■ Problem requirements: The answer is an exact repeat of the entries below, with the pictures omitted.

■ Record set:
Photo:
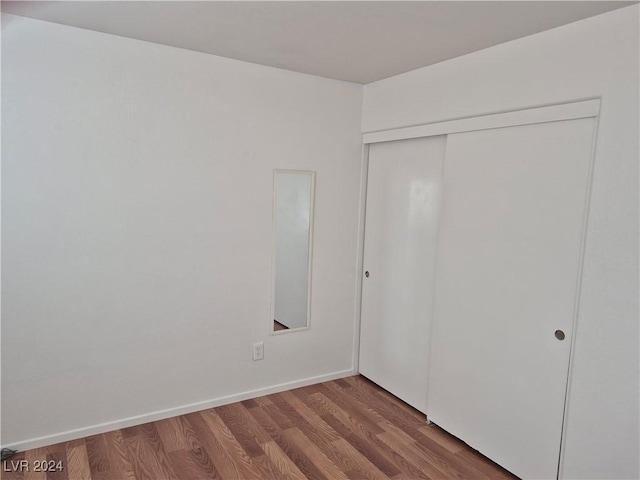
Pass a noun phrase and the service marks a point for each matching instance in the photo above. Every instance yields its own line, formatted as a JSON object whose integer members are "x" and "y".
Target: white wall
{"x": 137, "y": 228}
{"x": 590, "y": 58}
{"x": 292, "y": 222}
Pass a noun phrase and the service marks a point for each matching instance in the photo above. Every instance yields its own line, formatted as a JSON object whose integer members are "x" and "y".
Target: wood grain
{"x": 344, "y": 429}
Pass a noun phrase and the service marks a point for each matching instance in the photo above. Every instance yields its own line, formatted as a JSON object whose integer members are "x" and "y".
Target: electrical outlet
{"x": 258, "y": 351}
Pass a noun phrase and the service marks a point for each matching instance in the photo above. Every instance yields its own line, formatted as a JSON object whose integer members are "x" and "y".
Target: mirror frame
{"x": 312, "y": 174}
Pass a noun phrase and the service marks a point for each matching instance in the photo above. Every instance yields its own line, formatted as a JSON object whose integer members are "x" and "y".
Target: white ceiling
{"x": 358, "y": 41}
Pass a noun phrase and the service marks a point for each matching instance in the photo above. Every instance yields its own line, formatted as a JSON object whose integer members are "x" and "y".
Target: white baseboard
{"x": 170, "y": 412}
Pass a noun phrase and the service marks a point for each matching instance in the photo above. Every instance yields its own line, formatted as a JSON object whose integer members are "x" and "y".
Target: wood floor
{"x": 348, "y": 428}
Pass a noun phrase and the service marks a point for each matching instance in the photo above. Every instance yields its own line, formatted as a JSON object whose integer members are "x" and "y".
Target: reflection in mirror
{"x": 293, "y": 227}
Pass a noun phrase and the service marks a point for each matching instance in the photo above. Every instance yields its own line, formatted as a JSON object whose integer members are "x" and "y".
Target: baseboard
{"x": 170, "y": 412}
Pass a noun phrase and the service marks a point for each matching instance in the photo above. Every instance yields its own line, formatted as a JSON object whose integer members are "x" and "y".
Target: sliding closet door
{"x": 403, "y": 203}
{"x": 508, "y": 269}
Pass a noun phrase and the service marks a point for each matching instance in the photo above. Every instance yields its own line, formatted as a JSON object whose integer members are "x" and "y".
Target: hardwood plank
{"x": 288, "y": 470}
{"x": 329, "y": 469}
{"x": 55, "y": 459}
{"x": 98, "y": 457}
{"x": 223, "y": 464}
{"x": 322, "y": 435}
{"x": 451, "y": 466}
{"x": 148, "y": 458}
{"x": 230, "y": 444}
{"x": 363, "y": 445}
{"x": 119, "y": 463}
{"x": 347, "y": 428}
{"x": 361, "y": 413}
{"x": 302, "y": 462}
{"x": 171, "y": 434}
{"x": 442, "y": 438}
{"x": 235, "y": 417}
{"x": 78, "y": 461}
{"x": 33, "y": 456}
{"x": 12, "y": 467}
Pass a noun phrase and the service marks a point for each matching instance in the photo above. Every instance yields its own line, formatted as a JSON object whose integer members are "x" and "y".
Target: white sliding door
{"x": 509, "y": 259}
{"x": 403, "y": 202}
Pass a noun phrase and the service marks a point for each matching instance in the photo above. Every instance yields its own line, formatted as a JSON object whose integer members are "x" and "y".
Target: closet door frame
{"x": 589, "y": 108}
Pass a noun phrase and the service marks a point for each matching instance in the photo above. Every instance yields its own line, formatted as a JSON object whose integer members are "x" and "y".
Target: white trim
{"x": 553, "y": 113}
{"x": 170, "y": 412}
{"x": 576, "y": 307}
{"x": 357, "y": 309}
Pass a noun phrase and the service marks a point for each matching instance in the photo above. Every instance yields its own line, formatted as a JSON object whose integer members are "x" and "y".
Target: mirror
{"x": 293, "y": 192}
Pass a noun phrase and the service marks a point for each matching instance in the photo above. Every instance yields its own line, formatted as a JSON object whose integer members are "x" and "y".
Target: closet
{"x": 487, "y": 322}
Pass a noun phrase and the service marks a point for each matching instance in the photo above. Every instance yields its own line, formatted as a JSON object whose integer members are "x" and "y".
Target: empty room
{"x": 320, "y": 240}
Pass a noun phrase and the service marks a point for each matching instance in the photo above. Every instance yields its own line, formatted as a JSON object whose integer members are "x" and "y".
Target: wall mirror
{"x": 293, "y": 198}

■ Written solution:
Photo:
Pass a noun phrase and the service marks a point for each matching instance in the photo above. Every instance yields its own line, formatted as a JSON object whose integer members are "x" and "y".
Target: white wall
{"x": 137, "y": 228}
{"x": 590, "y": 58}
{"x": 292, "y": 222}
Pass a noun phrase and the service marks a point for each matching instance in the photo above. Every instance yields its own line, formatted as a JSON object whose integer members are "x" and "y".
Target: wood grain
{"x": 344, "y": 429}
Pass a noun phrase and the service marks a point for each matching instance in the photo above. Every instance yields its own line, formatted as a JSON object whose integer members are "x" and "y".
Target: electrical outlet
{"x": 258, "y": 351}
Pass a noun phrase and the service marks a point for each matching instance in the photo above. Every instance yields its own line, formatted as a JSON object whose integer members are "x" and "y".
Target: mirror frame
{"x": 312, "y": 174}
Pass a noun phrase and the service marks a point for each matching instance in the photo above. Every instance yields its own line, formatted as a JSON object whose integer members are "x" and "y".
Target: white ceiling
{"x": 358, "y": 41}
Pass a noun phrase and the service marks a point for each matching instance in the photo above. Every instance yields its own line, formatted as a JSON object whose integer members are "x" and "y".
Target: white baseboard
{"x": 170, "y": 412}
Pass a noun phrase and the service marks a point for each matching instance in the photo above. Every instance yields its own line, formatted as a JSON object whose integer members are "x" and "y".
Target: wood floor
{"x": 348, "y": 428}
Pass a noun phrase and the service marks a point for each matching instance in the photo above. Every instance yields its own line, formatted as a JSON object whose integer members are "x" and "y".
Target: reflection in mirror
{"x": 293, "y": 227}
Pass a noun phrase and the service marks a point for each matching instance in the photo above. Every instance yields its own line, formatted as a JSON object whose integer members are "x" and "y".
Target: baseboard
{"x": 170, "y": 412}
Pass a noun phrase and the service marks a point for each matching instance in the photo above. Every instance yields its own line, formatted as a JSON object whose integer members are "x" and "y".
Target: sliding closet door
{"x": 403, "y": 203}
{"x": 508, "y": 269}
Pass a noun phrase and the service marks a point for each matching instance in the photo above. Every instance yields its own line, formatted as a JSON object whose integer members are "x" and "y".
Target: hardwood plank
{"x": 288, "y": 470}
{"x": 329, "y": 469}
{"x": 55, "y": 459}
{"x": 98, "y": 457}
{"x": 223, "y": 464}
{"x": 322, "y": 435}
{"x": 451, "y": 466}
{"x": 148, "y": 458}
{"x": 230, "y": 444}
{"x": 363, "y": 445}
{"x": 119, "y": 463}
{"x": 347, "y": 428}
{"x": 361, "y": 413}
{"x": 302, "y": 462}
{"x": 171, "y": 434}
{"x": 442, "y": 438}
{"x": 235, "y": 417}
{"x": 78, "y": 461}
{"x": 33, "y": 456}
{"x": 12, "y": 467}
Pass a noun phrase and the service marks a point for each matching instance in the photo above. Every instance yields its own line, formatted as a JSON object whose integer members are "x" and "y".
Target: white sliding door
{"x": 509, "y": 259}
{"x": 403, "y": 202}
Pass a noun phrase and the service marks a point for each matching instance in the photo above. Every instance yields its own line, formatted as a JSON object whose integer members are "x" and "y".
Target: closet door frame
{"x": 589, "y": 108}
Pass a noun phrase and the service marks a point for each matching instance in the photo above. Every instance yields its own line, formatted as a JSON object whose integer members are "x" and "y".
Target: white trim
{"x": 553, "y": 113}
{"x": 170, "y": 412}
{"x": 576, "y": 307}
{"x": 357, "y": 309}
Pass a noun phrase and the service marks a point for each matching instance in the photo above. Every instance yields its own line, formatted as a JSON object whose integer members are "x" and "y".
Target: mirror
{"x": 293, "y": 192}
Pass a noun phrase and the service marks a point for each matching instance in the photo above. Every instance yields its own line, formatted as a JSON object whose integer members are "x" and "y".
Target: closet
{"x": 487, "y": 322}
Pass a noun phrase and the service marks a point for each matching instance in the photo above. Every instance yields its own line, formatted as a JSON object whose integer members are "x" and "y".
Target: empty room
{"x": 320, "y": 240}
Pass a noun phrase and the service marks a point for each matching instance in the photo above. Every instance yields its own line, formatted as a JSON object whose integer members are "x" and "y".
Target: wall mirror
{"x": 293, "y": 198}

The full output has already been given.